WORK TO DO:
Please list the composers that the forum thread below names as acceptable for the substantial composition category.
:: TEXT TO READ ::
# College Repetoire Help?



## Sufiyat (Oct 9, 2021)

Hi, I’m applying to several music conservatories this fall, and I just wanted a second opinion on the pieces I chose. 
These are the requirements: One Chopin Etude.
One of the following:
An entire sonata by Beethoven (excluding Opp. 14, 49, and 79), or
One of the following Haydn sonatas: Hob. 20, 23, 32, 46, 49, 50, 52, or
One of the following Mozart sonatas: K. 281, 284, 310, 332, 333, 457, 533, or 576, or
One of the following Schubert sonatas: D. 568, 664, 784, 845, 850, 894, 958, 959, 960, or the Wanderer Fantasie, D. 760.
A substantial composition by Chopin, Schumann, Brahms, Liszt, or Mendelssohn. (Etudes, nocturnes, short dances, waltzes, or comparable pieces are not acceptable.) *No individual movements or partial works will be permitted in this category.

For the first category, I learned Opus 10 No. 2

For the Beethoven sonata, I’m playing Opus 10. No. 3

For the final category I decided on Schumann Soaring, but I’m scared that it might be too short? Please let me know what ya'll think.


----------



## Livly_Station (Jan 8, 2014)

I was never in your position, so take my word with a grain of salt.

I believe the examining board don't care which piece you choose as long as it follows the rules and you play it well. Your choices for the étude and sonata are fine, nothing controversial there. Both are even difficult pieces of the repertoire.

As for the final category, they say "no individual movements or partial works". If I'm not mistaken, this "Schumann Soaring" is the second piece of the _Fantasiestëcke_ and I have no idea if this counts as a partial work or a complete piece in itself -- it's kinda ambiguous to me. I'd not risk it, though. Just pick something more uncontroversial, like a juicy one-movement work, or play all the movements of your desired set.


----------



## Sufiyat (Oct 9, 2021)

Thank you! This is very helpful.


----------



## Kreisler jr (Apr 21, 2021)

I am also a layman but I would be surprised if "Aufschwung" as a short piece would be acceptable. It seems comparable to a nocturne in its dimensions.
:::
:: DATASET CONTENT ::
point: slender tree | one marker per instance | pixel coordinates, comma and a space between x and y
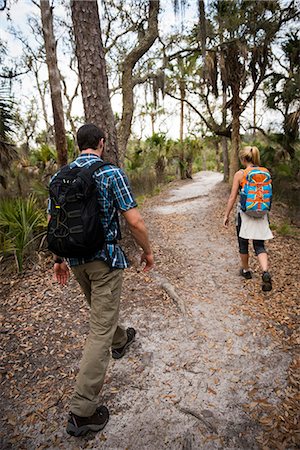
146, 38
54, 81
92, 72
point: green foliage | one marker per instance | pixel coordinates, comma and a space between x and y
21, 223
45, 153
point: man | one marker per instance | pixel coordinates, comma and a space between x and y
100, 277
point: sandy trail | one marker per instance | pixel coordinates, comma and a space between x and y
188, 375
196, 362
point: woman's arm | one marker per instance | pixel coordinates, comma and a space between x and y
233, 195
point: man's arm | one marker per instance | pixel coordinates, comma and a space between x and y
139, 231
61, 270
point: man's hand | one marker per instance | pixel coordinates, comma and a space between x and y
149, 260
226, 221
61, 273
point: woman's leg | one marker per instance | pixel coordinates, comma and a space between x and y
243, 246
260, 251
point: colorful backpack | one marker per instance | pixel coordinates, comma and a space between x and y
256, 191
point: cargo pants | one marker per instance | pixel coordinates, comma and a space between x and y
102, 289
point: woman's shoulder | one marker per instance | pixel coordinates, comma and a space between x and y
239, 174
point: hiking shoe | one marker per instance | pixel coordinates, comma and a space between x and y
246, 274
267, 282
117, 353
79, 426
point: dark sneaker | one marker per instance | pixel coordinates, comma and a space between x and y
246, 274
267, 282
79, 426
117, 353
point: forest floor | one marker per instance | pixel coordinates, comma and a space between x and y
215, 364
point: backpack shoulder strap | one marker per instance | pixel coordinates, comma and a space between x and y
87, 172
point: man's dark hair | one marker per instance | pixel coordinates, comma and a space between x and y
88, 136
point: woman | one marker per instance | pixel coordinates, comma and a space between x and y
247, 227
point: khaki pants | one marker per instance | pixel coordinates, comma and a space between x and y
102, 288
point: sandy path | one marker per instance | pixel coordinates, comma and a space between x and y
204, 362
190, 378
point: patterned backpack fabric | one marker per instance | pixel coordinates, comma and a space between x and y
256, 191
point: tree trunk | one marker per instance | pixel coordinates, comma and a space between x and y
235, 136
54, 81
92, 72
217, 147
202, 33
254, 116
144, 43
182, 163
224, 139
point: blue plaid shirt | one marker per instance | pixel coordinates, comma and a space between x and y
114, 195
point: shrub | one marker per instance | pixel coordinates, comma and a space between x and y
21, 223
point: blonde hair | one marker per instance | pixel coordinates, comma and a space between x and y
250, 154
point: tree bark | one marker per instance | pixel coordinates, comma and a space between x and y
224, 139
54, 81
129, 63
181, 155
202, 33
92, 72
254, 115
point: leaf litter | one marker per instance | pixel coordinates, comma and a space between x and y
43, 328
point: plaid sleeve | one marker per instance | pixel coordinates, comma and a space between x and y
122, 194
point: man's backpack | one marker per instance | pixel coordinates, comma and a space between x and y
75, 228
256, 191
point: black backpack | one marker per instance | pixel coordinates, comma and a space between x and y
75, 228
:::
THE COMPLETED TASK:
Chopin, Schumann, Brahms, Liszt, Mendelssohn